# PROMPT:
Could you show all lines in the entries below that contain the string "vinyl"?

BEGIN DATA PROVIDED

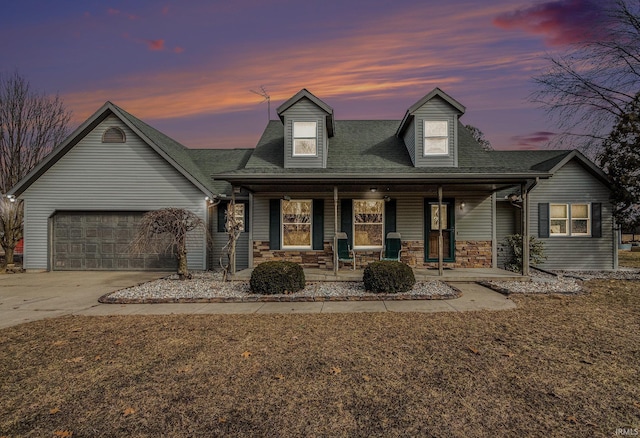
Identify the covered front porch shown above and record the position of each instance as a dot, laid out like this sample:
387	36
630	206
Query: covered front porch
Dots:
465	275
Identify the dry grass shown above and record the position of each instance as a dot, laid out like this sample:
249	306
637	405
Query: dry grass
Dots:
556	366
629	259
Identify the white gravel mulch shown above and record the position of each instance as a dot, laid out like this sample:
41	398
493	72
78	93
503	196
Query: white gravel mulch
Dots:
564	282
209	286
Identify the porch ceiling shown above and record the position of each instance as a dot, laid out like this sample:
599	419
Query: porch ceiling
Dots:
381	187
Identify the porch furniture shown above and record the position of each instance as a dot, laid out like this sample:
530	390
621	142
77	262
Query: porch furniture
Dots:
344	251
392	247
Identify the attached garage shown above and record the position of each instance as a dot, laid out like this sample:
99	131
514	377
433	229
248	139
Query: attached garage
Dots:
101	241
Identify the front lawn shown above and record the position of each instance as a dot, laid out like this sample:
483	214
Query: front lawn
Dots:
555	366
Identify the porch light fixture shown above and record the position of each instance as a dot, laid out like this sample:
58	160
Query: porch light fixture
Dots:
512	197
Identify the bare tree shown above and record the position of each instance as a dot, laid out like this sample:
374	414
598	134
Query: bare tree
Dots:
588	89
479	137
31	124
165	231
234	228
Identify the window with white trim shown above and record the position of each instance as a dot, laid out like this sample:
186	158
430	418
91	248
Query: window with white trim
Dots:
368	223
305	139
436	137
296	223
570	219
238	214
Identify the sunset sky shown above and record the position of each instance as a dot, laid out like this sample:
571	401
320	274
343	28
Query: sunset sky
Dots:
187	68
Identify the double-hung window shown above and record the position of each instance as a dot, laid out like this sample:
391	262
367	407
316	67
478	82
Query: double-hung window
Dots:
237	212
570	220
436	137
296	223
368	223
305	139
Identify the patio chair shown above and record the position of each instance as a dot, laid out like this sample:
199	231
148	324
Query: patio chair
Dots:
344	251
392	247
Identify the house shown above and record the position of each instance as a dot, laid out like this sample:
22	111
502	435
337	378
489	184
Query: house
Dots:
312	175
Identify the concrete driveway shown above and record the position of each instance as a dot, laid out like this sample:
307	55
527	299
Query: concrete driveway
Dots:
33	296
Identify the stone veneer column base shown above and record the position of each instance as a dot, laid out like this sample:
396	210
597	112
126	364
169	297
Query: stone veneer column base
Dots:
469	254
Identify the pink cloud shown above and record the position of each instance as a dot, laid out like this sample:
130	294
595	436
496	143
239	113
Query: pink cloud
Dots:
155	45
560	22
116	12
533	140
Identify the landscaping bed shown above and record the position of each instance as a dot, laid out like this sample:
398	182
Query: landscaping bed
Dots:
208	287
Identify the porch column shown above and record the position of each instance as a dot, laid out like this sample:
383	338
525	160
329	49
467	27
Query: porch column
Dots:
232	261
525	230
335	230
440	238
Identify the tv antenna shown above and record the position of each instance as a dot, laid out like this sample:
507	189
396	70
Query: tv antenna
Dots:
263	93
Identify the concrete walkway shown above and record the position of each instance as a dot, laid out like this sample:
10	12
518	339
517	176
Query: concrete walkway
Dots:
33	296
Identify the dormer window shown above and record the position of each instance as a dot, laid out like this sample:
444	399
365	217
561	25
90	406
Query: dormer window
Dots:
113	135
436	137
305	139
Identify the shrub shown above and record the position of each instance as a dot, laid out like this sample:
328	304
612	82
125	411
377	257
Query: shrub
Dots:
388	277
277	278
514	245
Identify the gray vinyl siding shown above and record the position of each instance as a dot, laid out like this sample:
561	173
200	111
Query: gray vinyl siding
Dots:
305	111
409	138
435	110
574	184
96	176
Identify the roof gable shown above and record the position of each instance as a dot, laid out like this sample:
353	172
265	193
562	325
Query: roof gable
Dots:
172	151
436	92
306	94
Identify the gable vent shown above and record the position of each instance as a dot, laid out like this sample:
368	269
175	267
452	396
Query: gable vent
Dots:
113	135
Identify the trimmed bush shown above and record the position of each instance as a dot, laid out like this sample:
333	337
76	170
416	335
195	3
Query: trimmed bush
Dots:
277	278
388	277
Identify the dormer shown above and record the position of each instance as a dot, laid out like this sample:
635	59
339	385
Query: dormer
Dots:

END DATA PROVIDED

# RESPONSE AREA:
Identify the gray vinyl siding shown above and record the position of each instance as a dot, laid out like this sample:
Query: gray vinyl siding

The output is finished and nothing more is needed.